### What to work on:
Output all records exactly.
BEGIN Given data
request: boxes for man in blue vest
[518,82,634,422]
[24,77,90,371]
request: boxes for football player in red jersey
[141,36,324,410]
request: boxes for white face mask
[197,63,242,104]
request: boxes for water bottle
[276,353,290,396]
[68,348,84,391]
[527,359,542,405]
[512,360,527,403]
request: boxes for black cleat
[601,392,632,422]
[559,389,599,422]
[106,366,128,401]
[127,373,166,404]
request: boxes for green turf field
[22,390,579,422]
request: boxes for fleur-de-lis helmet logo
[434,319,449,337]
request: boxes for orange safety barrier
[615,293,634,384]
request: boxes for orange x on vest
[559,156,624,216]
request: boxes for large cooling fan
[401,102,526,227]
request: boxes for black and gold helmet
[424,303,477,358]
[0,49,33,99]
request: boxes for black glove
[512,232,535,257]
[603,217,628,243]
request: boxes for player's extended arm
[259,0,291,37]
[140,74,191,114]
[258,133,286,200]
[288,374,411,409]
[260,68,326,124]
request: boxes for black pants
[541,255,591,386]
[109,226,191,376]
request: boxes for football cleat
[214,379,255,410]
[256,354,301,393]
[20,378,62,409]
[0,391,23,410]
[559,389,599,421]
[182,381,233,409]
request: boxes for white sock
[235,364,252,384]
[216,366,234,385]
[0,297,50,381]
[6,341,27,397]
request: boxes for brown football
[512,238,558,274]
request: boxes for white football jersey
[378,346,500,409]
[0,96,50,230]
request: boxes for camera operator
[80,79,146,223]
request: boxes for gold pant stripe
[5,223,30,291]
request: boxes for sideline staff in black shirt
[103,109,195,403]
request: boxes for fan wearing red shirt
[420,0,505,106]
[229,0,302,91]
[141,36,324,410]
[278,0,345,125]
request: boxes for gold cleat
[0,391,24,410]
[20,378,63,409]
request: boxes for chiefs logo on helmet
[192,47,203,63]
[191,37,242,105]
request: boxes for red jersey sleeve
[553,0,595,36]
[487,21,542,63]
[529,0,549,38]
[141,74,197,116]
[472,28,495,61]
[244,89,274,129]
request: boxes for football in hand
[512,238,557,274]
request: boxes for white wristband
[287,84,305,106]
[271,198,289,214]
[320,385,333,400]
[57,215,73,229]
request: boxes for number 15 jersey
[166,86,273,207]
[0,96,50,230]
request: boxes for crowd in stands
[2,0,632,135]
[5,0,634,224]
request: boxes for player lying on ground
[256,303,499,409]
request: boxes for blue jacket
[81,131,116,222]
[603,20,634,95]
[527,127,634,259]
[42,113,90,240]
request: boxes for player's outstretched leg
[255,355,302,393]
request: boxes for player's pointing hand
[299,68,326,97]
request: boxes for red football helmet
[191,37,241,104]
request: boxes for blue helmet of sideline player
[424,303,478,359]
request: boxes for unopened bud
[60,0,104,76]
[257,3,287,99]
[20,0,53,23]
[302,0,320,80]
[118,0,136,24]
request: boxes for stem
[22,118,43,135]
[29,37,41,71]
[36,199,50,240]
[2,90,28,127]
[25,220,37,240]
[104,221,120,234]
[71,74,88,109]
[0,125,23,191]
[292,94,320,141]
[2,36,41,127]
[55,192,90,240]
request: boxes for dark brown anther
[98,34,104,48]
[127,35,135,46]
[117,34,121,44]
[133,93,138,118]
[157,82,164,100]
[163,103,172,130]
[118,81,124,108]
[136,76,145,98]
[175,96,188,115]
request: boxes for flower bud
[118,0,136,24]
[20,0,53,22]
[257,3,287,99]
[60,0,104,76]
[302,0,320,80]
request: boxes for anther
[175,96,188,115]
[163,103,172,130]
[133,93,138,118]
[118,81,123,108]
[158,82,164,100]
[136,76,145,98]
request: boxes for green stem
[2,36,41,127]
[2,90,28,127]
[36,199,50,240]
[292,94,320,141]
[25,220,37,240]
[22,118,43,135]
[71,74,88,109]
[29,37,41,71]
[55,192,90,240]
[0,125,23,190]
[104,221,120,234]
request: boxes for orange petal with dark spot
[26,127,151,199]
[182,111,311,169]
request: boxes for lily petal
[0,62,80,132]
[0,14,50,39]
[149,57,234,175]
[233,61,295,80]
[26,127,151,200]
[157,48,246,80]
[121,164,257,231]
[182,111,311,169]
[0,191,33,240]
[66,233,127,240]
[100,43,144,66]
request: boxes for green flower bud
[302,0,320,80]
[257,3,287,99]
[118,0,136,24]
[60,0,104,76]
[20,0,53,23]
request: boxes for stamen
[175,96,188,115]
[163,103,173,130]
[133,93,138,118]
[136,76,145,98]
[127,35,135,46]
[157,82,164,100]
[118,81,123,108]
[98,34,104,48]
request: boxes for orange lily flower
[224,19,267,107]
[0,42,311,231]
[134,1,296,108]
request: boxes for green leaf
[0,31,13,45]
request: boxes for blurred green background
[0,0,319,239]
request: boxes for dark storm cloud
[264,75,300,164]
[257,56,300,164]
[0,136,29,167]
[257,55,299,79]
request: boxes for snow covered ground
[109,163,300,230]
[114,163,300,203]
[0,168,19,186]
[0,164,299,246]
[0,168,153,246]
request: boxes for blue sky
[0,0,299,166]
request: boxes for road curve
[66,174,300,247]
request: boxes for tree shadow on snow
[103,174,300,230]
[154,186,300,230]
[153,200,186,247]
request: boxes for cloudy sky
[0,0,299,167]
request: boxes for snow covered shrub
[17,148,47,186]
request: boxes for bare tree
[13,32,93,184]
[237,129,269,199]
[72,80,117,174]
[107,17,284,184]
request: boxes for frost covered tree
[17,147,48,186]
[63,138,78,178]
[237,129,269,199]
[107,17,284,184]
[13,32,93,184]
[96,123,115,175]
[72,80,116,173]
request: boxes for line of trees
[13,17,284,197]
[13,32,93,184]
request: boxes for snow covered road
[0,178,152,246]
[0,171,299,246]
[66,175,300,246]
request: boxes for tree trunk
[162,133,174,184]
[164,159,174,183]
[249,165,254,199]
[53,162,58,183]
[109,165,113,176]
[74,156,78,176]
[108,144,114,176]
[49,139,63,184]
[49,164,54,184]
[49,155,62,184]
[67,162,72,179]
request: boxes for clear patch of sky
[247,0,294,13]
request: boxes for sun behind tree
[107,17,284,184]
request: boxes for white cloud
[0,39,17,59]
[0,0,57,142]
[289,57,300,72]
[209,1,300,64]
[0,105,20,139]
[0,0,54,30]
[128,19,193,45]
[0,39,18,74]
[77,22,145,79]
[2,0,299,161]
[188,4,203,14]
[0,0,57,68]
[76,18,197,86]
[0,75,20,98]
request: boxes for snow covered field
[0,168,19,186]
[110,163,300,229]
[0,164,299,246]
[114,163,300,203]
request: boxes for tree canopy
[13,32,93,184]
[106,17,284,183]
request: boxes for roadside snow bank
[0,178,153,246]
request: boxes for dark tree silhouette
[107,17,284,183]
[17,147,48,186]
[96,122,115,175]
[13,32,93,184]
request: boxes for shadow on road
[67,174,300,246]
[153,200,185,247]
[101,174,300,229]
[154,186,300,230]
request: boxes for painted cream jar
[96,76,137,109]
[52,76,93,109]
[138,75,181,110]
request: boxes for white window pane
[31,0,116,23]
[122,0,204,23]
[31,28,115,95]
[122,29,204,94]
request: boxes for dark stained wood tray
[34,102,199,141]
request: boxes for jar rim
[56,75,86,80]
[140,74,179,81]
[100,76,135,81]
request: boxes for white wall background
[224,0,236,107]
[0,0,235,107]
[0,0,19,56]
END Given data
### Reply:
request: boxes for man in blue vest
[518,82,634,422]
[24,77,90,371]
request: boxes for football player in red jersey
[141,36,324,410]
request: boxes for white face mask
[197,63,242,104]
request: boxes for water bottle
[276,353,290,396]
[68,348,84,391]
[527,359,542,405]
[512,360,527,403]
request: boxes for black cleat
[601,392,632,422]
[559,389,599,422]
[106,366,128,401]
[127,373,166,404]
request: boxes for green turf field
[22,390,579,422]
request: boxes for fleur-de-lis helmet logo
[434,319,449,337]
request: boxes for orange safety barrier
[615,293,634,384]
request: boxes for orange x on vest
[559,156,624,216]
request: boxes for large cooling fan
[401,102,526,227]
request: boxes for black and gold helmet
[424,303,477,358]
[0,49,33,99]
request: boxes for black glove
[512,232,535,257]
[603,217,628,243]
request: boxes for player's extended arm
[259,0,291,37]
[140,74,191,114]
[258,133,286,200]
[288,374,411,409]
[260,68,326,124]
request: boxes for black pants
[541,255,591,386]
[109,226,191,376]
request: boxes for football cleat
[214,379,255,410]
[256,354,301,393]
[20,378,62,409]
[0,391,23,410]
[559,389,599,421]
[182,381,233,409]
request: boxes for white sock
[235,364,252,384]
[216,366,234,385]
[0,297,50,381]
[6,341,27,397]
request: boxes for brown football
[512,238,558,274]
request: boxes for white football jersey
[378,346,500,409]
[0,96,50,230]
request: boxes for camera operator
[80,79,146,223]
request: boxes for gold pant stripe
[5,223,30,291]
request: boxes for sideline staff in black shirt
[103,109,195,403]
request: boxes for fan wearing red shirt
[420,0,505,106]
[229,0,302,91]
[141,36,324,410]
[278,0,345,125]
request: boxes for gold cleat
[0,391,24,410]
[20,378,63,409]
request: boxes for chiefs logo on helmet
[192,47,203,63]
[191,37,242,105]
request: boxes for red jersey sleeve
[553,0,595,36]
[487,21,542,63]
[529,0,549,38]
[141,74,197,116]
[472,28,495,61]
[244,89,274,129]
request: boxes for football in hand
[512,238,557,274]
request: boxes for white wristband
[287,84,305,106]
[271,198,289,214]
[320,385,333,400]
[57,215,73,229]
request: boxes for number 15 jersey
[166,86,273,207]
[0,96,50,230]
request: boxes for crowd in stands
[2,0,632,135]
[5,0,634,224]
request: boxes for player lying on ground
[256,303,499,409]
request: boxes for blue jacket
[81,131,116,222]
[603,20,634,95]
[527,127,634,259]
[42,113,90,240]
request: boxes for player's outstretched leg
[255,355,302,393]
request: boxes for player's pointing hand
[299,68,326,97]
request: boxes for red football helmet
[191,37,241,104]
request: boxes for blue helmet of sideline player
[424,303,478,359]
request: boxes for unopened bud
[60,0,104,76]
[257,3,287,99]
[20,0,53,23]
[302,0,320,80]
[118,0,136,24]
request: boxes for stem
[22,118,43,135]
[29,37,41,71]
[36,199,50,240]
[2,90,28,127]
[25,220,37,240]
[104,221,120,234]
[71,74,88,109]
[0,125,23,191]
[292,94,320,141]
[2,36,41,127]
[55,192,90,240]
request: boxes for dark brown anther
[98,34,104,48]
[127,35,135,46]
[117,34,121,44]
[133,93,138,118]
[157,82,164,100]
[163,103,172,130]
[118,81,124,108]
[136,76,145,98]
[175,96,188,115]
request: boxes for flower bud
[118,0,136,24]
[20,0,53,22]
[257,3,287,99]
[60,0,104,76]
[302,0,320,80]
request: boxes for anther
[175,96,188,115]
[163,103,172,130]
[133,93,138,118]
[118,81,123,108]
[158,82,164,100]
[136,76,145,98]
request: boxes for green stem
[2,36,41,127]
[2,90,28,127]
[36,199,50,240]
[292,94,320,141]
[25,220,37,240]
[22,118,43,135]
[71,74,88,109]
[29,37,41,71]
[55,192,90,240]
[0,125,23,190]
[104,221,120,234]
request: boxes for orange petal with dark spot
[26,127,151,199]
[182,111,311,169]
request: boxes for lily petal
[0,62,80,132]
[0,14,50,39]
[149,57,234,175]
[233,61,295,80]
[26,127,151,200]
[157,48,246,80]
[121,164,257,231]
[182,111,311,169]
[0,191,33,240]
[66,233,127,240]
[100,43,144,66]
request: boxes for green flower bud
[302,0,320,80]
[257,3,287,99]
[118,0,136,24]
[60,0,104,76]
[20,0,53,23]
request: boxes for stamen
[175,96,188,115]
[163,103,173,130]
[133,93,138,118]
[136,76,145,98]
[127,35,135,46]
[157,82,164,100]
[118,81,123,108]
[98,34,104,48]
request: boxes for orange lily flower
[224,19,267,107]
[0,42,311,231]
[134,1,296,108]
request: boxes for green leaf
[0,31,13,45]
request: boxes for blurred green background
[0,0,319,239]
request: boxes for dark storm cloud
[264,75,300,164]
[257,56,300,164]
[0,136,29,167]
[257,55,299,79]
request: boxes for snow covered ground
[109,163,300,230]
[114,163,300,203]
[0,168,19,186]
[0,164,299,246]
[0,168,153,246]
request: boxes for blue sky
[0,0,299,166]
request: boxes for road curve
[66,174,300,247]
request: boxes for tree shadow on snow
[103,174,300,230]
[154,186,300,230]
[153,200,186,247]
request: boxes for cloudy sky
[0,0,299,167]
request: boxes for snow covered shrub
[17,148,47,186]
request: boxes for bare tree
[13,32,93,184]
[237,129,269,199]
[72,80,117,174]
[107,17,284,184]
request: boxes for frost covered tree
[17,147,48,186]
[63,138,78,178]
[237,129,269,199]
[107,17,284,184]
[13,32,93,184]
[96,123,115,175]
[72,80,116,173]
request: boxes for line of trees
[13,17,284,197]
[13,32,93,184]
request: boxes for snow covered road
[0,178,152,246]
[0,171,299,246]
[66,175,300,246]
request: boxes for tree trunk
[162,133,174,184]
[164,159,174,183]
[249,165,254,199]
[53,162,58,183]
[109,165,113,176]
[74,156,78,176]
[108,144,114,176]
[49,139,63,184]
[49,164,54,184]
[49,155,62,184]
[67,162,72,179]
request: boxes for clear patch of sky
[247,0,294,13]
request: boxes for sun behind tree
[107,17,284,184]
request: boxes for white cloud
[0,39,17,59]
[0,0,57,142]
[289,57,300,72]
[209,1,300,64]
[0,105,20,139]
[0,0,54,30]
[128,19,193,45]
[0,39,18,74]
[77,22,145,79]
[2,0,299,161]
[188,4,203,14]
[0,0,57,68]
[76,18,197,86]
[0,75,20,98]
request: boxes for snow covered field
[0,168,19,186]
[110,163,300,229]
[0,164,299,246]
[114,163,300,203]
request: boxes for tree canopy
[13,32,93,184]
[106,17,284,183]
request: boxes for roadside snow bank
[0,178,153,246]
request: boxes for dark tree silhouette
[107,17,284,183]
[17,147,48,186]
[96,122,115,175]
[13,32,93,184]
request: boxes for shadow on road
[67,174,300,246]
[153,200,185,247]
[101,174,300,229]
[154,186,300,230]
request: boxes for painted cream jar
[96,76,137,109]
[52,76,93,109]
[138,75,181,110]
request: boxes for white window pane
[31,0,116,23]
[122,0,204,23]
[31,28,115,95]
[122,29,204,94]
request: boxes for dark stained wood tray
[34,102,199,141]
request: boxes for jar rim
[56,75,86,80]
[140,74,179,81]
[100,76,135,81]
request: boxes for white wall background
[224,0,236,107]
[0,0,235,107]
[0,0,19,56]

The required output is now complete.